━━━━━ Dataset extract
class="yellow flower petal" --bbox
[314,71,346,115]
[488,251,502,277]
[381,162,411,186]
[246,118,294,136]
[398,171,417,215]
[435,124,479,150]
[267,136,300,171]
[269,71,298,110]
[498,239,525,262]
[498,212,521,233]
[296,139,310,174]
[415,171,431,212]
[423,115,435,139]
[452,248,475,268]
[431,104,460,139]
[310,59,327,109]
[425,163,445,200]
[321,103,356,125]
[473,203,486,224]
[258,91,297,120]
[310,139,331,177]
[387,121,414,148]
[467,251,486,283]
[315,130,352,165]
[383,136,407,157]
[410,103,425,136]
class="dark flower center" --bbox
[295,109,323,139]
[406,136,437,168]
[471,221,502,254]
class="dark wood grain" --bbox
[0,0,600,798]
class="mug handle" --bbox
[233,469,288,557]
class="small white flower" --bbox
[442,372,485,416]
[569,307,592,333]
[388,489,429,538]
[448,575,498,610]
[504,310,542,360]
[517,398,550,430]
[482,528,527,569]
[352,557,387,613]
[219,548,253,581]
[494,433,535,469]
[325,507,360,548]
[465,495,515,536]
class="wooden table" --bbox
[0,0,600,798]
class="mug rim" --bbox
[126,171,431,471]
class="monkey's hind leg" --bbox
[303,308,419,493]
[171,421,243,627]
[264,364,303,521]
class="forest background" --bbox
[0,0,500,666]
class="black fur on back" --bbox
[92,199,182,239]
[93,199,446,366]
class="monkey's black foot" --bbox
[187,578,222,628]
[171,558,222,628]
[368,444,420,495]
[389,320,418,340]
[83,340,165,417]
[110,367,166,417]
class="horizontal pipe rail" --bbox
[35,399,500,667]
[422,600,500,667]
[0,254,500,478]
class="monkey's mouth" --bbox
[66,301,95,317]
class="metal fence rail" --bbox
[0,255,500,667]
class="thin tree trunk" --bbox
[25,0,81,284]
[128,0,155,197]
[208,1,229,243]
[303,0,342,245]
━━━━━━━━━━
- _Requirements_: Can you rewrite the stretch from the start of the data through the line containing "[465,495,515,536]", with "small white flower" replaced by "tiny white blossom" and nothing else changed?

- _Completed task_:
class="yellow flower petal" --bbox
[314,71,346,115]
[488,251,502,277]
[381,162,411,186]
[246,118,294,136]
[398,171,417,215]
[435,124,479,150]
[267,136,300,171]
[269,71,298,110]
[498,239,525,262]
[498,212,521,233]
[296,139,310,174]
[415,171,431,212]
[423,115,435,139]
[452,248,475,268]
[431,104,460,139]
[310,59,327,109]
[425,163,445,200]
[321,103,356,125]
[473,203,486,224]
[258,91,297,120]
[310,139,331,177]
[387,121,414,148]
[467,251,486,283]
[315,130,352,165]
[383,136,407,157]
[410,103,425,136]
class="dark flower center" --bbox
[295,109,323,139]
[406,136,437,168]
[471,221,502,254]
class="dark wood grain" --bbox
[0,0,600,798]
class="mug handle" --bbox
[233,469,288,557]
class="tiny white blossom" --bbox
[442,372,485,416]
[569,307,592,333]
[388,489,429,538]
[448,575,498,610]
[504,310,542,360]
[517,398,550,430]
[482,528,527,569]
[352,557,387,613]
[219,548,253,581]
[494,433,535,469]
[325,507,360,548]
[465,495,515,536]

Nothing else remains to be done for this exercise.